### What you have to do
Exclude the pictures, then copy all remaining records exactly.

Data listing
■ ■ ■

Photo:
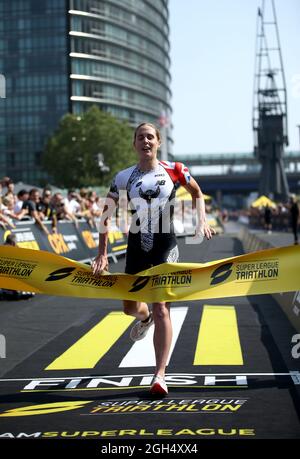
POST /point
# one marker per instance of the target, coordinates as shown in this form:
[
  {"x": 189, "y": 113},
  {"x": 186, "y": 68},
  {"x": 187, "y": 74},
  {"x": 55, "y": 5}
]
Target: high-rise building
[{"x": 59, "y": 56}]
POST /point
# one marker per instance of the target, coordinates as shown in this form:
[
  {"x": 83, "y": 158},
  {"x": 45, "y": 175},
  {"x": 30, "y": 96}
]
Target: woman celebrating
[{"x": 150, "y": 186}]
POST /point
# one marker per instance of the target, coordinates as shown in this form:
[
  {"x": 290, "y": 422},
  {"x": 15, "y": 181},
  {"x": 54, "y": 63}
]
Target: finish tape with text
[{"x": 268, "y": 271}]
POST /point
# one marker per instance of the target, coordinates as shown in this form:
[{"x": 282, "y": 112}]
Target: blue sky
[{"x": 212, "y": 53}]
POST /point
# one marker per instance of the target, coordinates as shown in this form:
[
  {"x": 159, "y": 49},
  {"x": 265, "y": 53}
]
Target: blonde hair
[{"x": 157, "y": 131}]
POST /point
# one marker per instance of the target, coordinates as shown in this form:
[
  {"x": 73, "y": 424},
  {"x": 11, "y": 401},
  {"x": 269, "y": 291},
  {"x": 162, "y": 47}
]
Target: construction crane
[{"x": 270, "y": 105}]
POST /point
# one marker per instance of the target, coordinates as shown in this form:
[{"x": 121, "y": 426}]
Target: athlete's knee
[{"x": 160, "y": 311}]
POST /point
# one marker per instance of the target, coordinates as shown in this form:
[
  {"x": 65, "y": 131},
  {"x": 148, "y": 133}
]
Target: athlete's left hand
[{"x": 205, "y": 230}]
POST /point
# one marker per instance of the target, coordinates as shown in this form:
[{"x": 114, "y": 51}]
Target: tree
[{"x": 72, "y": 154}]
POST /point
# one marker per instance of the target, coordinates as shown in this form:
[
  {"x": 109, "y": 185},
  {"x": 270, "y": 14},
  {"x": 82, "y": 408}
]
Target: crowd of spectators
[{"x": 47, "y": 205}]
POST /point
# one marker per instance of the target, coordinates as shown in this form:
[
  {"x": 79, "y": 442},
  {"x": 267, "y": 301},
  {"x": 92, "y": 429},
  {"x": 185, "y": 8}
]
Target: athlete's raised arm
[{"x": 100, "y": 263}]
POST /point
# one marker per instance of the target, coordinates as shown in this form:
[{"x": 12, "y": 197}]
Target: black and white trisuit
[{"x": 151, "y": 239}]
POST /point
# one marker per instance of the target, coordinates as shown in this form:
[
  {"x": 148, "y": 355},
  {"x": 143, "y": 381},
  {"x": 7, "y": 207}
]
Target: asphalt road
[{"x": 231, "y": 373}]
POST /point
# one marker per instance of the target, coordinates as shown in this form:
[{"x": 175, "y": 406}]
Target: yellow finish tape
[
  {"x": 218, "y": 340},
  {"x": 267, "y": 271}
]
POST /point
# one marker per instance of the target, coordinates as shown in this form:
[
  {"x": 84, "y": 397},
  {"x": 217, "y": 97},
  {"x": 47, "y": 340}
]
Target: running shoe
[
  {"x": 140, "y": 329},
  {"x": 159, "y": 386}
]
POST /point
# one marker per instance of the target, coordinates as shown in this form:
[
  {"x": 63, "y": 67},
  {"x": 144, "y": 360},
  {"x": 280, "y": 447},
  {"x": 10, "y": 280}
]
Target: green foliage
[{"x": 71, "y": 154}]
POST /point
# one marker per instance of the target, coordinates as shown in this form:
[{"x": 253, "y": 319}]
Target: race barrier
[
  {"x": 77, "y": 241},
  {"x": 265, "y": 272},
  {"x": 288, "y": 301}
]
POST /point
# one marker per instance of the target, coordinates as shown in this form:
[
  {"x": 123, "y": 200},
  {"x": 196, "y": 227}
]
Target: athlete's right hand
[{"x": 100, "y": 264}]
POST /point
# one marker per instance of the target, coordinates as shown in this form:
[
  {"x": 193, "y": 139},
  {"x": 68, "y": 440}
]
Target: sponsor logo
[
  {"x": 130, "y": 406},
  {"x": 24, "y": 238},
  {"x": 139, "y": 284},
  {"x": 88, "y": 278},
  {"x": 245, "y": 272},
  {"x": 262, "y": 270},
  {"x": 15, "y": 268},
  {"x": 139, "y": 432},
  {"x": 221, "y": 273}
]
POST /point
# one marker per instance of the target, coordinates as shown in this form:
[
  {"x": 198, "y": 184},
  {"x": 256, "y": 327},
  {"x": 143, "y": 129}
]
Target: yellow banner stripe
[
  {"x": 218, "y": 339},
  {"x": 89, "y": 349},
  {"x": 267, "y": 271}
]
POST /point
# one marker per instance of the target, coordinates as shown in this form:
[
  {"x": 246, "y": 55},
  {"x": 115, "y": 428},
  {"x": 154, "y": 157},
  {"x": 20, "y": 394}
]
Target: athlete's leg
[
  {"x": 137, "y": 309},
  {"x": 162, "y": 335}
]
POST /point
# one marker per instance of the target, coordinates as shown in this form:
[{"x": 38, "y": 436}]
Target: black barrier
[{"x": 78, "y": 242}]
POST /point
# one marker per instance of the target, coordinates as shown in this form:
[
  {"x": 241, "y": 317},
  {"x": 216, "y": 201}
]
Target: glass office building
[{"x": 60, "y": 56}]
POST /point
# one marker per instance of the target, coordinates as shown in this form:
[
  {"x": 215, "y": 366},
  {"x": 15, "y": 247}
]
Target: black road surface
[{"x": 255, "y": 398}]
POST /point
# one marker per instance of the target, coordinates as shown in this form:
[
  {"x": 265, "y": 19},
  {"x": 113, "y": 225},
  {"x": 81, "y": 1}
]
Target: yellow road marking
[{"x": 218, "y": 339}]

■ ■ ■

### Response
Photo:
POST /point
# one marker per instance of the target, coordinates as shown in this form:
[
  {"x": 189, "y": 113},
  {"x": 186, "y": 68},
  {"x": 187, "y": 74},
  {"x": 55, "y": 5}
]
Target: high-rise building
[{"x": 59, "y": 56}]
POST /point
# one marker per instance of the target, coordinates as shown in this form:
[
  {"x": 83, "y": 158},
  {"x": 45, "y": 175},
  {"x": 30, "y": 96}
]
Target: woman celebrating
[{"x": 150, "y": 186}]
POST /point
# one marker per instance of the target, coordinates as shown in this form:
[
  {"x": 290, "y": 422},
  {"x": 15, "y": 181},
  {"x": 54, "y": 63}
]
Target: finish tape with text
[{"x": 268, "y": 271}]
POST /point
# one marker per instance of the target, coordinates as shown in this form:
[{"x": 282, "y": 112}]
Target: blue sky
[{"x": 212, "y": 53}]
POST /point
# one marker per instance of the target, coordinates as shown in this form:
[
  {"x": 159, "y": 49},
  {"x": 265, "y": 53}
]
Target: blonde hair
[{"x": 157, "y": 131}]
POST /point
# one marker per instance of the target, coordinates as shown in this form:
[
  {"x": 73, "y": 424},
  {"x": 11, "y": 401},
  {"x": 269, "y": 291},
  {"x": 162, "y": 47}
]
Target: construction crane
[{"x": 270, "y": 105}]
POST /point
# one marker per instance of the target, coordinates as shown in this form:
[{"x": 121, "y": 426}]
Target: athlete's knee
[{"x": 160, "y": 311}]
POST /point
# one marker per instance of the target, coordinates as shown in this form:
[
  {"x": 65, "y": 131},
  {"x": 148, "y": 133}
]
Target: athlete's left hand
[{"x": 205, "y": 230}]
POST /point
# one marker per instance of the target, coordinates as shown in this form:
[{"x": 114, "y": 51}]
Target: tree
[{"x": 72, "y": 154}]
POST /point
# one marker per instance of the target, coordinates as shown in this form:
[
  {"x": 109, "y": 185},
  {"x": 270, "y": 14},
  {"x": 82, "y": 408}
]
Target: crowd of spectators
[{"x": 47, "y": 205}]
POST /point
# one marker per instance of the target, coordinates as shown in this form:
[
  {"x": 79, "y": 442},
  {"x": 267, "y": 301},
  {"x": 92, "y": 429},
  {"x": 185, "y": 8}
]
Target: athlete's raised arm
[{"x": 100, "y": 263}]
POST /point
# one marker per instance of the target, coordinates as shown in this form:
[{"x": 12, "y": 197}]
Target: black and white trisuit
[{"x": 151, "y": 239}]
POST /point
# one marker per instance of the target, coordinates as shown in this form:
[
  {"x": 148, "y": 355},
  {"x": 143, "y": 381},
  {"x": 7, "y": 207}
]
Target: asphalt road
[{"x": 231, "y": 373}]
POST /point
# one marker per instance of the target, coordinates as shown in this form:
[{"x": 175, "y": 406}]
Target: yellow finish tape
[
  {"x": 218, "y": 340},
  {"x": 267, "y": 271}
]
POST /point
# one marker per instance of the target, coordinates as shown in this form:
[
  {"x": 84, "y": 397},
  {"x": 217, "y": 97},
  {"x": 47, "y": 340}
]
Target: running shoe
[
  {"x": 140, "y": 329},
  {"x": 159, "y": 386}
]
POST /point
# one marker per instance of the target, coordinates as shown in this form:
[
  {"x": 63, "y": 67},
  {"x": 144, "y": 360},
  {"x": 280, "y": 447},
  {"x": 10, "y": 280}
]
Target: green foliage
[{"x": 71, "y": 154}]
POST /point
# one marker per instance of the target, coordinates as shown in this form:
[{"x": 253, "y": 319}]
Target: race barrier
[
  {"x": 77, "y": 241},
  {"x": 265, "y": 272},
  {"x": 288, "y": 301}
]
POST /point
# one marker per instance of the target, coordinates as shown in this form:
[
  {"x": 123, "y": 200},
  {"x": 196, "y": 227}
]
Target: athlete's right hand
[{"x": 100, "y": 264}]
POST /point
# one marker per instance of the target, coordinates as shown in this form:
[
  {"x": 193, "y": 139},
  {"x": 68, "y": 440}
]
Target: sponsor logo
[
  {"x": 130, "y": 406},
  {"x": 24, "y": 238},
  {"x": 139, "y": 284},
  {"x": 88, "y": 278},
  {"x": 245, "y": 272},
  {"x": 262, "y": 270},
  {"x": 15, "y": 268},
  {"x": 139, "y": 432},
  {"x": 221, "y": 273}
]
POST /point
# one marker per instance of the target, coordinates as shown in this form:
[
  {"x": 198, "y": 184},
  {"x": 256, "y": 327},
  {"x": 143, "y": 129}
]
Target: yellow banner stripe
[
  {"x": 218, "y": 339},
  {"x": 89, "y": 349},
  {"x": 267, "y": 271}
]
POST /point
# one marker per instance of the target, coordinates as shown in this form:
[
  {"x": 246, "y": 55},
  {"x": 115, "y": 428},
  {"x": 154, "y": 157},
  {"x": 20, "y": 394}
]
Target: athlete's leg
[
  {"x": 137, "y": 309},
  {"x": 162, "y": 335}
]
POST /point
# one marker per instance of the target, coordinates as shown in this form:
[{"x": 38, "y": 436}]
Target: black barrier
[{"x": 78, "y": 242}]
POST /point
# one marker per instance of the target, coordinates as shown in this form:
[
  {"x": 241, "y": 317},
  {"x": 216, "y": 201}
]
Target: glass office building
[{"x": 60, "y": 56}]
POST /point
# one marker per instance of the target, coordinates as shown in this form:
[
  {"x": 215, "y": 366},
  {"x": 15, "y": 247}
]
Target: black road surface
[{"x": 255, "y": 398}]
POST /point
# one marker per instance of the target, coordinates as shown in this form:
[
  {"x": 265, "y": 19},
  {"x": 113, "y": 225},
  {"x": 81, "y": 1}
]
Target: yellow road marking
[{"x": 218, "y": 339}]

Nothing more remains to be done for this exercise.